本文
···

スターバックスのサードプレイスは生活時間の再定義
スターバックス(以下:スタバ)がマーケティングとして画期的だったのは、世界的コーヒーチェーンとしてエスプレッソやラテという飲料を世界中に提供したことよりも、サードプレイスという「場所」を定義したことです。
サードプレイスとは自宅(ファーストプレイス)とオフィス(セカンドプレイス)との中間に位置する「リラックスできる場所」のことです。コーヒーを美味しく飲めるという商品中心の考え方ではなく、自宅から働く場所に移動する大都市生活者にとって、リラックスした個人的な時間を過ごす場所となっています。
スタバにとってサードプレイスという定義は、たとえ短い時間を過ごすにしても、商品を単に消費してもらうことが大事なのではなく、コミュニケーションや過ごす場所として彼らが目指す文化を伝達することが目的だったからです。これは初期の店舗デザインでは「コーヒー文化」として定義され、手に取って触れる豆などが飾られ、独特の店内のグラフィックに使われていました。

···

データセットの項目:
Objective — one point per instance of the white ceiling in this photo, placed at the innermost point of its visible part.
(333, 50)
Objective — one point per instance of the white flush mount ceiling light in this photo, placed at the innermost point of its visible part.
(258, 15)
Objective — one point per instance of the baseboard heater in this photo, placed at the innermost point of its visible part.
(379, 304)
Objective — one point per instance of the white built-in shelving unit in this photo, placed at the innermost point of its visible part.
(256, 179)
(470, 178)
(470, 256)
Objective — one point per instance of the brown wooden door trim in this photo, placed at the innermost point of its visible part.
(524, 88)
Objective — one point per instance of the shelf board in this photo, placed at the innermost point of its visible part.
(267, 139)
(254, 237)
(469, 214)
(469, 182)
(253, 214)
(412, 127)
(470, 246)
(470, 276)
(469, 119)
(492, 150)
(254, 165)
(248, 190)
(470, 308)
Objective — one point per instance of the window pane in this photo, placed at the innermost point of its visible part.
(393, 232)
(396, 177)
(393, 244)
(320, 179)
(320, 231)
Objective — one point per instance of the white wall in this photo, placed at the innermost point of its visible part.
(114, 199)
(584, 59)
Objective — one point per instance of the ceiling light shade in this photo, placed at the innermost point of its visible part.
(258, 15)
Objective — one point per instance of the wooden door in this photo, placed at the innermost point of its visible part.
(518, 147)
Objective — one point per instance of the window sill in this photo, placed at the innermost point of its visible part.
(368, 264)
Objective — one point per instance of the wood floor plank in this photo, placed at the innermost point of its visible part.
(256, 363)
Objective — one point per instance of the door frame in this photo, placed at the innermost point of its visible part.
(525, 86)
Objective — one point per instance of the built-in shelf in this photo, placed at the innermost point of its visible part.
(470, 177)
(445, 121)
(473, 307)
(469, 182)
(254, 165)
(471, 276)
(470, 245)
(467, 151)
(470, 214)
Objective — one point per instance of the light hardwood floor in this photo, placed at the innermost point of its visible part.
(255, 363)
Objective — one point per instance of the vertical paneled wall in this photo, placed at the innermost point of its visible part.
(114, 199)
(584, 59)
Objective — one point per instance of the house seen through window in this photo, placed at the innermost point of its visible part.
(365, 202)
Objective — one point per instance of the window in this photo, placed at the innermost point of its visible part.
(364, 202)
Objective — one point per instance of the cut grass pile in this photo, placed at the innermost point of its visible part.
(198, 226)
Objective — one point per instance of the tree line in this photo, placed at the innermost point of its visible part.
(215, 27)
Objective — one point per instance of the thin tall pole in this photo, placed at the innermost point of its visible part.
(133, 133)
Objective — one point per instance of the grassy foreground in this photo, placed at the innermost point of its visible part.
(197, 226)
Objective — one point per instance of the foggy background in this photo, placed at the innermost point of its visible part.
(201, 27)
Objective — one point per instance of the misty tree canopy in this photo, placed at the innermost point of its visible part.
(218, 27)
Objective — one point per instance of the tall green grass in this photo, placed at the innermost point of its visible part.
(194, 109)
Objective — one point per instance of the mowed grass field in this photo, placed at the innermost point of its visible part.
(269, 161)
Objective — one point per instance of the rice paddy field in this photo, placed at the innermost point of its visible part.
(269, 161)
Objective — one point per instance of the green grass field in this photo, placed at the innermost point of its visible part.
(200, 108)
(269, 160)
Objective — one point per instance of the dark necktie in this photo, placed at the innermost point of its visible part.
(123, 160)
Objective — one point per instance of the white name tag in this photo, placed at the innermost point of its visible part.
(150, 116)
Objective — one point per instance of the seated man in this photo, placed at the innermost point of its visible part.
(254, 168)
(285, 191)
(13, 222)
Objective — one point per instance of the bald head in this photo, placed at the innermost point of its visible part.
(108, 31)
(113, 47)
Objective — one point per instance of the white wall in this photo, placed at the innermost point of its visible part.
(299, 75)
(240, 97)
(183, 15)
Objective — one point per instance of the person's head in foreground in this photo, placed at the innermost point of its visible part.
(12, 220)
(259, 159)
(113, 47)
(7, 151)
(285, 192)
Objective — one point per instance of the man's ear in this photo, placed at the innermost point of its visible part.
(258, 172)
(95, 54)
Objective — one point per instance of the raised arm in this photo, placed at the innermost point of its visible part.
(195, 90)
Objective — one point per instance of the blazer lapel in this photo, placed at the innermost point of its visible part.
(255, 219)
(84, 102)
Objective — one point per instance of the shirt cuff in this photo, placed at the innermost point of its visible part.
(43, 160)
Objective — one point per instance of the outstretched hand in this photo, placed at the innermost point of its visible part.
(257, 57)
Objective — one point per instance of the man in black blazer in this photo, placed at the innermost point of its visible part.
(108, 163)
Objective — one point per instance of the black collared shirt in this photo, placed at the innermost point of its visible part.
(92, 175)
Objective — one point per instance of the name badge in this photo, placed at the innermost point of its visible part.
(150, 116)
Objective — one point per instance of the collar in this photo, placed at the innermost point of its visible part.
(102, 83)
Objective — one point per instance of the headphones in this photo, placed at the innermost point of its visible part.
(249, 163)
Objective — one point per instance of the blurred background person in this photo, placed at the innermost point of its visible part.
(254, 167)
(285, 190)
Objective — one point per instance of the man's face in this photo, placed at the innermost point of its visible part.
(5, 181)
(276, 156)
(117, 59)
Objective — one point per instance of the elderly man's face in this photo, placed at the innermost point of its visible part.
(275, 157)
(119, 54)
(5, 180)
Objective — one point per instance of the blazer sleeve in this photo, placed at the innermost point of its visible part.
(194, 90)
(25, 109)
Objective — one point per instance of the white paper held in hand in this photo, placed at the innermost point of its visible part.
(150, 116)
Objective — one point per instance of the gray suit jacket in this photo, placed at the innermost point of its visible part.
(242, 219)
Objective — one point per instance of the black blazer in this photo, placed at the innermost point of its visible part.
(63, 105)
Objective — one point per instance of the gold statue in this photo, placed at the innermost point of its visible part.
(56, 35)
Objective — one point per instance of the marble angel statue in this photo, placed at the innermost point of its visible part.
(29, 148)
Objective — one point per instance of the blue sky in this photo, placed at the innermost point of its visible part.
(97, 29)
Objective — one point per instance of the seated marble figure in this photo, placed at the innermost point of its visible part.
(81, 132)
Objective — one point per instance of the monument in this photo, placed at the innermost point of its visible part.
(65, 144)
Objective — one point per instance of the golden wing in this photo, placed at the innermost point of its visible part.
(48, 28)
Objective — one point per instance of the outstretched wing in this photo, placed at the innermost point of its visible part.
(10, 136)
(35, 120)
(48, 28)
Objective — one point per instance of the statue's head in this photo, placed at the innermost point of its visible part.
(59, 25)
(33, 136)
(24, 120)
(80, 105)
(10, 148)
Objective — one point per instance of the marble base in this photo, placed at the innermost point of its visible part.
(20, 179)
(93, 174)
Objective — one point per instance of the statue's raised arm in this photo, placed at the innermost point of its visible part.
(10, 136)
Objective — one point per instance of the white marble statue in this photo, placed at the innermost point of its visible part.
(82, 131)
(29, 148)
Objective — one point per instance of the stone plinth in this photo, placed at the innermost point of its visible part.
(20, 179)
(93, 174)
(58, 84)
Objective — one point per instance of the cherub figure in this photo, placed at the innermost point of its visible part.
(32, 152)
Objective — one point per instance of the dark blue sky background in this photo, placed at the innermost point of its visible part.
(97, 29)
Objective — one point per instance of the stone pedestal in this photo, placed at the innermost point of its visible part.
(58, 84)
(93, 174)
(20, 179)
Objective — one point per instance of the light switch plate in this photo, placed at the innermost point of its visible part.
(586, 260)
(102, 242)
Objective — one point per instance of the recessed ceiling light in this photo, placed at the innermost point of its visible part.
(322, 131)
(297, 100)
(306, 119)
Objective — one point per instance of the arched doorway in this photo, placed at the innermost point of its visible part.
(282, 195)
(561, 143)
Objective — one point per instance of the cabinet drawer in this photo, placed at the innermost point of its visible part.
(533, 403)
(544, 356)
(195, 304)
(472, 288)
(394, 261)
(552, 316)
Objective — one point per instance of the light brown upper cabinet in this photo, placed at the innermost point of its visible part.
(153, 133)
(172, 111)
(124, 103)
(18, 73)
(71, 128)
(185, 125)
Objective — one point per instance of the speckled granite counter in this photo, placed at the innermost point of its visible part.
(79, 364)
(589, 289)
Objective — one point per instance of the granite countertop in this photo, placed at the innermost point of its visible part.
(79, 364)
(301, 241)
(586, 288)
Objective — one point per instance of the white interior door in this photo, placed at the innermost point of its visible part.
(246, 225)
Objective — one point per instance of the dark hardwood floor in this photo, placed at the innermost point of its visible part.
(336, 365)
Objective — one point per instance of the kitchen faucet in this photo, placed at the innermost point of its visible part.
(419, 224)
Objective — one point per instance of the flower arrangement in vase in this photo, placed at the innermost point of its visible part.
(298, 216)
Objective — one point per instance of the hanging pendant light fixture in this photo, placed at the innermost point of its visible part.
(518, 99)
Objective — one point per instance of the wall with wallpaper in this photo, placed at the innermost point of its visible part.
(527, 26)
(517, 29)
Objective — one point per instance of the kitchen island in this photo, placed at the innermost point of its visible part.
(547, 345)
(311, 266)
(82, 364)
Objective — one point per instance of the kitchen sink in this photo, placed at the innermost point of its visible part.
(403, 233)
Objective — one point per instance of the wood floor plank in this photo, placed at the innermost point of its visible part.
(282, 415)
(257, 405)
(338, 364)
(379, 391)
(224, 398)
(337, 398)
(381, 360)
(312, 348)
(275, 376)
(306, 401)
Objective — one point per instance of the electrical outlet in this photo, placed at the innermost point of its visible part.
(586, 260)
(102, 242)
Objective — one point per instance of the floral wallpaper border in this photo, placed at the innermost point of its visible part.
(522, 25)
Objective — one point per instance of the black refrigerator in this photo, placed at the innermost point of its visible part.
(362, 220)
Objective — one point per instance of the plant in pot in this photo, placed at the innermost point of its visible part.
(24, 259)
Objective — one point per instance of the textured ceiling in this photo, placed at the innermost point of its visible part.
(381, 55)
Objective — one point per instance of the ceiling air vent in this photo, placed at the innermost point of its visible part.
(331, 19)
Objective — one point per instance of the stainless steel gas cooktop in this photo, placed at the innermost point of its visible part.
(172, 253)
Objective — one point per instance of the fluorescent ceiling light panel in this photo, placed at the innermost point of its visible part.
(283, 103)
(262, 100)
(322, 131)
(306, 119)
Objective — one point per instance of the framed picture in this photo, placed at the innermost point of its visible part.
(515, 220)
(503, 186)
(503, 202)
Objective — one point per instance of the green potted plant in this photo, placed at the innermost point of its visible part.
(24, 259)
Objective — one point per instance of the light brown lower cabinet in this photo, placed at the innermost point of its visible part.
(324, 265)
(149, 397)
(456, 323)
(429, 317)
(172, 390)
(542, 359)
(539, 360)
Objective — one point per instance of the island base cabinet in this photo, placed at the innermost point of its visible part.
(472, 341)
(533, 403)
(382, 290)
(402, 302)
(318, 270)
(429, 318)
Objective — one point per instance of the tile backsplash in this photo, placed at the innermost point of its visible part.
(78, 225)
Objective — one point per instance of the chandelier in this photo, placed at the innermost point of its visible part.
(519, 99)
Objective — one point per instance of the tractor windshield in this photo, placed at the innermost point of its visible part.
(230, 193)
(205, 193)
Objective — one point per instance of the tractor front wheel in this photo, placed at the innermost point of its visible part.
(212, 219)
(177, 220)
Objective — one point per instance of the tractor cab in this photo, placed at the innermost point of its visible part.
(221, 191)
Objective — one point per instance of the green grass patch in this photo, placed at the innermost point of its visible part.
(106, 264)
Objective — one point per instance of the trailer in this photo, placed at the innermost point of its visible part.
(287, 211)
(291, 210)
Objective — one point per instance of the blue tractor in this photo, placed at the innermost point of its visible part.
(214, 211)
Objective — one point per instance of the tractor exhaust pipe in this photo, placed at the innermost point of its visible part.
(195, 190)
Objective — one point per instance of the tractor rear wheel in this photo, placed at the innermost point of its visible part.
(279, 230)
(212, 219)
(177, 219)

···

課題 1
次の記述(a)〜(c)が、スターバックスのサードプレイスに関する本文の内容と合っているかどうかを、それぞれ「はい」か「いいえ」で答えてください。判断の根拠となる本文の語句もそのまま引用してください。
(a) サードプレイスとは、自宅とオフィスの中間に位置する場所のことである。
(b) スタバにとっては、商品を単に消費してもらうことが大事だった。
(c) 初期の店舗デザインでは、「コーヒー文化」として定義されていた。
課題 2
スターバックスのサードプレイスに関する本文の続きを、最後の文の後から書いてください。

解答 1
(a) はい。「自宅(ファーストプレイス)とオフィス(セカンドプレイス)との中間に位置する「リラックスできる場所」のことです」
(b) いいえ。「商品を単に消費してもらうことが大事なのではなく」
(c) はい。「これは初期の店舗デザインでは「コーヒー文化」として定義され」

解答 2
実はこのサードプレイスは、都市の文化やターゲット層によって異なります。スタバの創業者のハワード・シュルツがイタリアで発見したエスプレッソ文化は、もともとバーのような大人の男性の社交場でした。しかし、彼が広めたスターバックスは、その文化を商品・サービスとして再定義して、コーヒーを提供する仲間(アソシエイツ)も含めて都会で過ごす人々のライフスタイルに合うように変えたコミュニティ空間でした。そして、それが彼らのサードプレイスだったわけです。
だからそれまで男性中心の喫茶店、あるいは女性中心のスイートショップでもない、学生から大人や家族まで過ごせる場所になったわけです。
日本において旧来の喫茶店は、ジャズ喫茶から漫画喫茶まで、コミュニティや文化によって細分化されていましたが、タバコを吸う場所としての利用も一般的だったために大型チェーン化しにくい個人商店でした。日本における大人が時間を使う主なサードプレイスは、男性なら今でも喫煙可能なカフェ、自動販売機の前、コンビニの前、パチンコ屋、スポーツジム、ゴルフレンジなどがあります。大人の女性にとっては、ネイルサロン、美容室、スイートショップ的なカフェ、高齢者にとっては病院や接骨院などが思い浮かびます。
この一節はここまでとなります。